Exercise instructions: Rewrite every line from the start of the rows through the line containing "[2,337,13,396]", inclusive, keeping the requests, and shift each bounding-box coordinate by adding -55 to it.

Dataset extract:
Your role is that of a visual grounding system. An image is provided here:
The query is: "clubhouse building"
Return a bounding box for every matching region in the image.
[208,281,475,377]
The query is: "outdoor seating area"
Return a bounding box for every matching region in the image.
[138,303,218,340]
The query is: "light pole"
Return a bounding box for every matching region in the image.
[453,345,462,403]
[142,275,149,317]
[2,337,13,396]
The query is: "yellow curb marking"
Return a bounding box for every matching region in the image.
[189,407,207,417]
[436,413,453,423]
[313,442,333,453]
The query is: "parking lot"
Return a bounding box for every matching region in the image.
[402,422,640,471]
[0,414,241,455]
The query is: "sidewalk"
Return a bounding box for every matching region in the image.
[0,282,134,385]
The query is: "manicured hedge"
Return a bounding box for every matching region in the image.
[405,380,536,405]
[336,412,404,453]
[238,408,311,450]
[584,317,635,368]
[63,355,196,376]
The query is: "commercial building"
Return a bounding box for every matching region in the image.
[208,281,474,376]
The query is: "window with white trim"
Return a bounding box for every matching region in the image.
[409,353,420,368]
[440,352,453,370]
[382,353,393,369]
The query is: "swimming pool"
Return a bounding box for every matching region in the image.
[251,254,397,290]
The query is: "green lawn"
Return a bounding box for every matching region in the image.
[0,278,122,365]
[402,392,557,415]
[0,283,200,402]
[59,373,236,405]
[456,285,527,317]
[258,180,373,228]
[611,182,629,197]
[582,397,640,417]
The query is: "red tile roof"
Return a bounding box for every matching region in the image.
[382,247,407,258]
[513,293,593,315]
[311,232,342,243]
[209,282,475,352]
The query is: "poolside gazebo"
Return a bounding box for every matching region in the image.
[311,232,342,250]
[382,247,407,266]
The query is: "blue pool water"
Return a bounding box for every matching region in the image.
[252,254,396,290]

Task solution:
Your role is that of a visual grounding system. An image is provided here:
The query is: "clubhouse building"
Return a bounding box for every matching region in the image.
[153,226,420,322]
The query is: "outdoor seating area"
Return a bounding box for every matching region in the image.
[83,248,163,285]
The query is: "light pole"
Return a bounding box for every matching region in the image.
[398,290,407,348]
[87,220,94,262]
[-53,282,-42,341]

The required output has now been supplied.